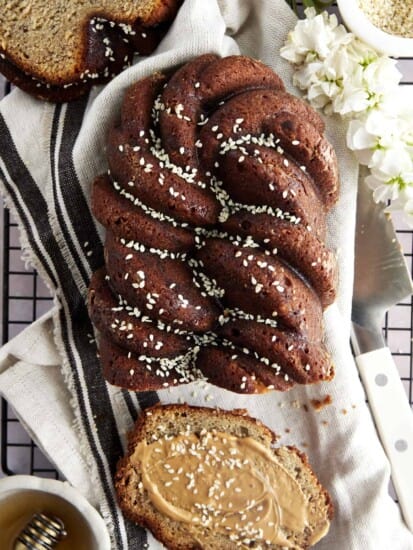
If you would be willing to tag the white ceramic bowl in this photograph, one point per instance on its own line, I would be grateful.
(20, 484)
(358, 22)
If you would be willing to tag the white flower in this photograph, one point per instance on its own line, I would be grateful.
(393, 177)
(314, 38)
(338, 73)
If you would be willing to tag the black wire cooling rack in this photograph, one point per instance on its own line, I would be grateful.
(25, 298)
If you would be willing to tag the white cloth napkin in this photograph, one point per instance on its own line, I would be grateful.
(48, 158)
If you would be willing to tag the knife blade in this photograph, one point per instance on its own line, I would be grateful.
(381, 280)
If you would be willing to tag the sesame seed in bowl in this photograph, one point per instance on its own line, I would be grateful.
(387, 25)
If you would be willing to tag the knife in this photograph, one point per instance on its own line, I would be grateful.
(381, 280)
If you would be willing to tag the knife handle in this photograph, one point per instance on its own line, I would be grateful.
(394, 421)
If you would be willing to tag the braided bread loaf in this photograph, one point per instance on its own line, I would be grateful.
(215, 207)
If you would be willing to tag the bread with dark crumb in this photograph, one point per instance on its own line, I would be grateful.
(57, 50)
(159, 423)
(215, 207)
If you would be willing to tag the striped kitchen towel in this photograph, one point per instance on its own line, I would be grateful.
(49, 157)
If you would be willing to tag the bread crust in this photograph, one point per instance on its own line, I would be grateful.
(90, 65)
(195, 153)
(236, 422)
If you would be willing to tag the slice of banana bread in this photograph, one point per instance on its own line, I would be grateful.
(209, 478)
(57, 50)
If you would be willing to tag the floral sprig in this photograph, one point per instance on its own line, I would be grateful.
(341, 74)
(319, 5)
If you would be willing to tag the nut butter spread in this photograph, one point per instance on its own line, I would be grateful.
(232, 484)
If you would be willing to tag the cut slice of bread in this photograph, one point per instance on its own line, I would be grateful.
(57, 50)
(178, 451)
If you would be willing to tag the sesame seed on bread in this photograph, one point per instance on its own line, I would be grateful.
(57, 50)
(161, 423)
(215, 206)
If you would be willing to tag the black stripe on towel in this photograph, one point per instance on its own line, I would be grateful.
(37, 226)
(80, 227)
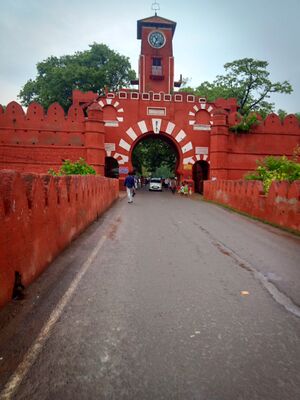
§ §
Extract every line of the listing that contains the string "seed", and reproduce each such line in full.

# REPLY
If you would be willing to tag the sesame seed in bowl in this photograph, one point per instance on its own line, I would be grateful.
If you would be willing to tag the sesame seed on bread in this photograph, one point per instance on its own line, I would be grateful.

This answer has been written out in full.